Top of TEXT EXCERPT

Why the Durability Matters
Shrinking a tumour is one thing; keeping it gone is another. The most important part of the new data is time. After 33 months – close to three years – of follow-up, none of the trial’s patients have relapsed, suggesting the responses are not just dramatic but durable.
That endurance is the crux of the result. Cancer treatments are ultimately judged on whether the disease stays away, and a nearly three-year clean record across the group is a powerful signal. “These results not only confirm the durability of responses we saw almost three years ago, but also provide crucial biological insights into why immunotherapy is so effective in this setting,” said Professor Marnix Jansen of the UCL Cancer Institute and UCLH, who helped lead the work.
NEOPRISM-CRC is also part of a wider movement in oncology toward giving immunotherapy before surgery, known as the neoadjuvant approach. Similar strategies have shown strong results in melanoma and some other cancers, on the logic that an intact tumour gives the immune system a richer target to learn from than the scattered cells left after an operation. The bowel-cancer data adds one of the most striking examples yet to that growing body of evidence, and that momentum matters because it means the approach is likely to be refined and extended rather than left as a one-off.

Bottom of TEXT EXCERPT
Top of MATERIAL SHOWN

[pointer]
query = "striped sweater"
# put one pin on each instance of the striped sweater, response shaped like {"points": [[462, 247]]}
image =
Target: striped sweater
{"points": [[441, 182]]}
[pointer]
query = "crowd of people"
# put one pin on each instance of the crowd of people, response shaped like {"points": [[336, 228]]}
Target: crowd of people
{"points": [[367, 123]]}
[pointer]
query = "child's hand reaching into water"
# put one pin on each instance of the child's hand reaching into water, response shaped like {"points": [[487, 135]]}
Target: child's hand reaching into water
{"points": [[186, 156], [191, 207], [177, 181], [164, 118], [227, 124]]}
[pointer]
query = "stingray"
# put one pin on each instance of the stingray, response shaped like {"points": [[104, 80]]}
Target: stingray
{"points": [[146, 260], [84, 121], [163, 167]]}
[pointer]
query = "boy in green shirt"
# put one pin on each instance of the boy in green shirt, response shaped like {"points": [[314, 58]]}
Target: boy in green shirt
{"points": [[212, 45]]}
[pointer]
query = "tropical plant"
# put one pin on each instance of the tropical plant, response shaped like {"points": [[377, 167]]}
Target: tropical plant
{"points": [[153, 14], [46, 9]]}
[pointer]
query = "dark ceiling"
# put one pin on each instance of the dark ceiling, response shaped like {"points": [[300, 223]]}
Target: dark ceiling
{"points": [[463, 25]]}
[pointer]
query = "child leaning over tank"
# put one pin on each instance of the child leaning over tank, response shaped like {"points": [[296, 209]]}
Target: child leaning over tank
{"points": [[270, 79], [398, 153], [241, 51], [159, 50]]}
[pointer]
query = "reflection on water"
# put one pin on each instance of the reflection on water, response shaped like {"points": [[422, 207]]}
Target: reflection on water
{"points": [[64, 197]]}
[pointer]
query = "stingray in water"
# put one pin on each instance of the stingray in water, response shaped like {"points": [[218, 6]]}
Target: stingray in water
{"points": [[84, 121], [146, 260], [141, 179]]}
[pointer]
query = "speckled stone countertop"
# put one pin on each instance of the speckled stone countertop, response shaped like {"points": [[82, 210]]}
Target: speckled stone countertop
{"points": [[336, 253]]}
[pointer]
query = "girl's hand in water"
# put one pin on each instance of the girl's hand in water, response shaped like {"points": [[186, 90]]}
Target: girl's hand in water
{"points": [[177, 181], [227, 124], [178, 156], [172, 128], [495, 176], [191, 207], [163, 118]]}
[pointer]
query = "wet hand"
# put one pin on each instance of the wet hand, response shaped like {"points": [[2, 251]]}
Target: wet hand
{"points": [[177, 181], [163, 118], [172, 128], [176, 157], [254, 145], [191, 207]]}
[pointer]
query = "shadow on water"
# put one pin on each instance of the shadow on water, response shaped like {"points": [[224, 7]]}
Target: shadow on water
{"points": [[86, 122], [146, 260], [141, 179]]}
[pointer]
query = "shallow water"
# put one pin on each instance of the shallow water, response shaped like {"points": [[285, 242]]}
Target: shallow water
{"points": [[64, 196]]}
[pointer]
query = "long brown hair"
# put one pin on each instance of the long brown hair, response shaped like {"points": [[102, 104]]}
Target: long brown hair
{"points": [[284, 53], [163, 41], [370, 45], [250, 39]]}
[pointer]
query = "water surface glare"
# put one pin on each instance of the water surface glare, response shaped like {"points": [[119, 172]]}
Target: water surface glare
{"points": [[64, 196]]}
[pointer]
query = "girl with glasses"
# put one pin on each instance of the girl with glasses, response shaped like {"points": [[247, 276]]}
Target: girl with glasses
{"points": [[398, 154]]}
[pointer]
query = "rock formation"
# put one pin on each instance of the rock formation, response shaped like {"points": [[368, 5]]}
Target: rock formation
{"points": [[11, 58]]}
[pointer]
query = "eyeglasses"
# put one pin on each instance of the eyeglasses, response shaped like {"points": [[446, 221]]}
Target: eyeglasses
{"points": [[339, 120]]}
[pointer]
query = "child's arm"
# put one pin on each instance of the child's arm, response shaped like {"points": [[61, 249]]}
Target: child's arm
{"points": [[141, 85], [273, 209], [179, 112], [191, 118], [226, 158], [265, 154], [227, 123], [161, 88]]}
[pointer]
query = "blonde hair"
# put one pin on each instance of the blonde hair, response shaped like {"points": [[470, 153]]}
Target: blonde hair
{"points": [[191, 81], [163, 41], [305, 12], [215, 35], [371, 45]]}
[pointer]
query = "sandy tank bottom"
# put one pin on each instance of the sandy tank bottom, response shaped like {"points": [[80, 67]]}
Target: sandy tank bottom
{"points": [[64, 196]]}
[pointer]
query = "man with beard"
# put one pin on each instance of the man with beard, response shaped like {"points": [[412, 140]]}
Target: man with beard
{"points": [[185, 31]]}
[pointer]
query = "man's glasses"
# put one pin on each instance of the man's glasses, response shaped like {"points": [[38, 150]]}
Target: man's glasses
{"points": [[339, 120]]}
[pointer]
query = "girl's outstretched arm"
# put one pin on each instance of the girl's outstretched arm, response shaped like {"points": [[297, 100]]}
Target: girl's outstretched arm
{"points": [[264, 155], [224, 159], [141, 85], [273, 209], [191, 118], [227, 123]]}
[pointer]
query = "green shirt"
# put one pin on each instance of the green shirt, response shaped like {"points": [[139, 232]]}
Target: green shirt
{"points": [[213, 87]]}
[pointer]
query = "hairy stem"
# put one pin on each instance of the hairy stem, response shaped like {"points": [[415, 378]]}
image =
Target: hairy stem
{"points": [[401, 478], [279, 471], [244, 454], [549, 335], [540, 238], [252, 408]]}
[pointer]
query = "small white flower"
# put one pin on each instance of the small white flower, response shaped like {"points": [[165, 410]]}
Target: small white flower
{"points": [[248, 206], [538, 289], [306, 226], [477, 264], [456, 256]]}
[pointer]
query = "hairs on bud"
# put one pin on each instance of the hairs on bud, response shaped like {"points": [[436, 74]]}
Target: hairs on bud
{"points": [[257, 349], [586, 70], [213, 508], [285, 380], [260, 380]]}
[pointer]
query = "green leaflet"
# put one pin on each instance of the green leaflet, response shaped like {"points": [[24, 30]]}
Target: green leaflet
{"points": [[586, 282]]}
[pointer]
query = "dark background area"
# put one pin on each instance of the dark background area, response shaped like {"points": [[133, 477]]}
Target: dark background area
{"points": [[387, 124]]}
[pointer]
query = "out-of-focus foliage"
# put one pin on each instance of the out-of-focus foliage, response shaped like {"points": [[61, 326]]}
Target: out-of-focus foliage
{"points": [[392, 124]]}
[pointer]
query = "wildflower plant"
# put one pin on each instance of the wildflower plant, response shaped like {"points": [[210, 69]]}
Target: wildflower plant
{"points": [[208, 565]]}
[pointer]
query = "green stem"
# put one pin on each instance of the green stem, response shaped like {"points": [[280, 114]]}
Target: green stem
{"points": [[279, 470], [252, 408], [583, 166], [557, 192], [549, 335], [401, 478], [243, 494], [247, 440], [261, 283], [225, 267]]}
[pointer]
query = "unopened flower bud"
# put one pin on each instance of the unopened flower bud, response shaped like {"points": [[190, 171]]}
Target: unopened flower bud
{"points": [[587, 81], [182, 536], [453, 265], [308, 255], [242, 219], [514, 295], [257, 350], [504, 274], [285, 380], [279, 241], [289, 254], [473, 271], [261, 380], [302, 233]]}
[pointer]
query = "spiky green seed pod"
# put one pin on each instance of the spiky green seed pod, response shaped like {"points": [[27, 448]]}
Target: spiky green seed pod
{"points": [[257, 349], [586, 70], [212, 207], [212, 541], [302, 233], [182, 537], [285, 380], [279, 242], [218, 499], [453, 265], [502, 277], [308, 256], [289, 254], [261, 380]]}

Bottom of MATERIAL SHOWN

### BRIEF 1
Switch "clean record" to "spotless record" in the bowel-cancer trial passage from "That endurance is" to "lead the work.", and write out that section again.
### BRIEF 2
Continue the bowel-cancer immunotherapy passage beyond its last sentence.

### EXERCISE ANSWER 1
That endurance is the crux of the result. Cancer treatments are ultimately judged on whether the disease stays away, and a nearly three-year spotless record across the group is a powerful signal. “These results not only confirm the durability of responses we saw almost three years ago, but also provide crucial biological insights into why immunotherapy is so effective in this setting,” said Professor Marnix Jansen of the UCL Cancer Institute and UCLH, who helped lead the work.

### EXERCISE ANSWER 2
Learning to Predict Who Benefits
Alongside the headline outcome, the researchers dug into why the treatment worked so well and how to spot the patients most likely to benefit. Two findings stand out. First, immune profiling of tumour tissue taken before treatment began could help predict who would respond – a step toward tailoring the approach in advance rather than by trial and error.
Second, the team tracked tumour DNA circulating in patients’ blood. When that DNA disappeared, patients were far more likely to remain cancer-free over the long term. That kind of blood-based monitoring, part of the same wave of data-driven and AI-assisted tools reshaping healthcare, could one day tell doctors in near real time whether a treatment is working, without waiting for a scan or an operation.
The Important Caveats
Enthusiasm has to be tempered with precision. The dramatic results apply specifically to mismatch-repair-deficient tumours, which make up only a minority of bowel cancers – very roughly one in seven. For the majority of patients, whose cancers do not carry that immune-visible signature, this particular approach is not expected to work the same way, and standard surgery and chemotherapy remain the mainstay.
The trial is also still maturing. These are results from a defined group followed for a few years, not decades, and larger studies with longer follow-up will be needed before pre-surgical immunotherapy becomes a formal standard of care. Impressive early data has disappointed before in oncology, which is exactly why the durability seen here is being reported carefully rather than trumpeted as a cure.
What It Means for Patients
For the group it fits, the implications are genuinely hopeful. A nine-week course of immunotherapy that can clear a tumour before surgery – and in some future scenarios might even avoid the most extensive surgery altogether – would spare patients the long, gruelling months of post-operative chemotherapy, with its own toll on the body and on daily life.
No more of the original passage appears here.